To be done: Retype the listing below character for character, exactly as it appears, with no changes.
>> Begin Extracted entries
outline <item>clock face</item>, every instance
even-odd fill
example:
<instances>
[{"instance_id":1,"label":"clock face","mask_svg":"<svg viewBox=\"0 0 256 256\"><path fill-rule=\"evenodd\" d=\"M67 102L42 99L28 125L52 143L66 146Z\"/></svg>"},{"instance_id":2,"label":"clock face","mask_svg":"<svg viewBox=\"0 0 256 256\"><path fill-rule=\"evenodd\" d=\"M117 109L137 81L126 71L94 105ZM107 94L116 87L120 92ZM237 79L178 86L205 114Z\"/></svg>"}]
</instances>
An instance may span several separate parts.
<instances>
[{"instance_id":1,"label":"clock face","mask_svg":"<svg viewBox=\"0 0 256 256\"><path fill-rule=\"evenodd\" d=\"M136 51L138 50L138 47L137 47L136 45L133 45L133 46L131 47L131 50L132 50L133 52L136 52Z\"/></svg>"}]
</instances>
>> End Extracted entries
Completed task:
outline <item>clock face</item>, every instance
even-odd fill
example:
<instances>
[{"instance_id":1,"label":"clock face","mask_svg":"<svg viewBox=\"0 0 256 256\"><path fill-rule=\"evenodd\" d=\"M67 102L42 99L28 125L52 143L66 146Z\"/></svg>"},{"instance_id":2,"label":"clock face","mask_svg":"<svg viewBox=\"0 0 256 256\"><path fill-rule=\"evenodd\" d=\"M117 109L137 81L126 71L94 105ZM107 94L116 87L120 92ZM237 79L178 86L205 114Z\"/></svg>"}]
</instances>
An instance may span several separate parts.
<instances>
[{"instance_id":1,"label":"clock face","mask_svg":"<svg viewBox=\"0 0 256 256\"><path fill-rule=\"evenodd\" d=\"M136 51L138 50L138 47L137 47L136 45L133 45L133 46L131 47L131 50L132 50L133 52L136 52Z\"/></svg>"}]
</instances>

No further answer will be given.